**EXERCISE**
Please rewrite the part of the forum thread below that opens with the words containing "I am not sure" and closes with "Linux Live CD.", putting "boot manager" in place of "boot loader".

━━━ PASSAGE

# Solved: Headaches with bootable pendrive (Ubuntu)



## Katla (Dec 21, 2003)

I've recently decided to switch to Linux, and have expected to have some trouble making the change. And, boy, have I!

My problem is that I am trying to boot Ubuntu onto a new system using a pendrive that was made for me. When I attempt it, I go into the BIOS and change it to boot from USB Zip. However, I get the following errors:

"No configuration file found"
"No default or UI directive found"

As for the latter, I found this advice, but have yet to see if it helps. Part of what confuses me there is that I have both a syslinux and isolinux .cfg file in that folder. Nonetheless, I changed the isolinux.bin to sys.

Assuming that solves the problem, I'm still stumped on the first error message. I'm not sure that this addresses that issue, but I tried it to no avail. Should I change it back?

That is the immediate problem - getting it to boot. But I am also unsure what to do once we clear that hurdle. I will need to install Ubuntu on the disk. I am told that is simple, but I have no experience there. Any help with this would be greatly appreciated. Thank you.


----------



## saikee (Jun 11, 2004)

There won't be any headache if you use a bootable CD.

I am not sure USB Zip drive is the same as a USB pen drive. If it is the same and your pen drive was loaded and so the essential boot files are missing as claimed then you really get yourself into the deep end by hacking a boot loader when you haven't even use the system before.

My suggestion is use a distro designed for the pen drive like Puppy which will have all the necessary files already configured for you to boot from a pen drive or stick to a Linux Live CD.


----------



## Katla (Dec 21, 2003)

I don't see how I'm in the deep end as I know exactly what I edited and can change it back, if need be.

Also, what I've got in the USB stick is, for all intents and purposes, a Live CD. Perhaps Puppy boots easier from such a device, but I want Ubuntu.

━━━━━━
━━━ DATA SHOWN

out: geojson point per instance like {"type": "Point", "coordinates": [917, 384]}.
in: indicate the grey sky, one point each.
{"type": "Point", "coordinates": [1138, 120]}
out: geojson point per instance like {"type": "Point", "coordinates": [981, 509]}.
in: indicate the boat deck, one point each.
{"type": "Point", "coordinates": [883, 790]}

━━━━━━
━━━ DATA SHOWN

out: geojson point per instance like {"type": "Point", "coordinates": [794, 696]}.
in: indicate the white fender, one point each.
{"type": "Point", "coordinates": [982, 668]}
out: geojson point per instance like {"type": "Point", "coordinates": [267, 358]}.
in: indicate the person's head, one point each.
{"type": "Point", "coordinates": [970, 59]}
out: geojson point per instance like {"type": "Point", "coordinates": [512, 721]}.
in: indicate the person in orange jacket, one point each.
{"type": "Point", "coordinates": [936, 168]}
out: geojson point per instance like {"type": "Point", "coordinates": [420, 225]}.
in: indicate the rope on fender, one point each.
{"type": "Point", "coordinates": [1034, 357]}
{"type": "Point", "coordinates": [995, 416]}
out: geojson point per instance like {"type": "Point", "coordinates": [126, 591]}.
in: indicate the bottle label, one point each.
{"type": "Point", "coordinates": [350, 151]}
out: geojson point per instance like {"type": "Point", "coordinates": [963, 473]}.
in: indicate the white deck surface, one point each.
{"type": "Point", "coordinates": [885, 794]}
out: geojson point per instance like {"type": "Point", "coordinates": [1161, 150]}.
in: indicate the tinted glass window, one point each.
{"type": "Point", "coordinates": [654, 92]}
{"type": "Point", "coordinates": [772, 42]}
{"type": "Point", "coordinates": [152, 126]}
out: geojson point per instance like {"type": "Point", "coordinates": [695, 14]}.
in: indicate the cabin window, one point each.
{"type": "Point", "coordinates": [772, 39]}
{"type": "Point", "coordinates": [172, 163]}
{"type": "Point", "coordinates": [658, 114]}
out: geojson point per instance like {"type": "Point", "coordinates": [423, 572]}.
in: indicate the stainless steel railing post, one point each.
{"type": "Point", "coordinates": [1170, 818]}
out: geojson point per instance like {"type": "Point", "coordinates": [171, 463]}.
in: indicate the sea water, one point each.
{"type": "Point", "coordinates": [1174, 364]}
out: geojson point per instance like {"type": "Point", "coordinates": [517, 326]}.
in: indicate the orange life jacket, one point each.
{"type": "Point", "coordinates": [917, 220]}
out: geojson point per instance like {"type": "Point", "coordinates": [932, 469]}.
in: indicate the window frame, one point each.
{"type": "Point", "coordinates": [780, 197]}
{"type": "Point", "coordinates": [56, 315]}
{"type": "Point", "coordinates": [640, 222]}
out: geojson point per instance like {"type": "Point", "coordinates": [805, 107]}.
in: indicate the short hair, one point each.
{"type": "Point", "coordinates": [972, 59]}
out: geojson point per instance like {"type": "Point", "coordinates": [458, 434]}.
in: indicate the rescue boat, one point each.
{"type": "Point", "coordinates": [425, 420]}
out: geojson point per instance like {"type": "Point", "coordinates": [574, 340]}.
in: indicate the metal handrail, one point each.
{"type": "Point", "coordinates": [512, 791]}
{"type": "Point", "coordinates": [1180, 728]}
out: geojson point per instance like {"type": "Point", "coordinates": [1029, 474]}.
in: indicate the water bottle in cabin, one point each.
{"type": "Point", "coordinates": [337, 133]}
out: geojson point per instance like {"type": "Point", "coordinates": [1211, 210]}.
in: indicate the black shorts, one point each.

━━━━━━

**FULL OUTPUT**
I am not sure USB Zip drive is the same as a USB pen drive. If it is the same and your pen drive was loaded and so the essential boot files are missing as claimed then you really get yourself into the deep end by hacking a boot manager when you haven't even use the system before.

My suggestion is use a distro designed for the pen drive like Puppy which will have all the necessary files already configured for you to boot from a pen drive or stick to a Linux Live CD.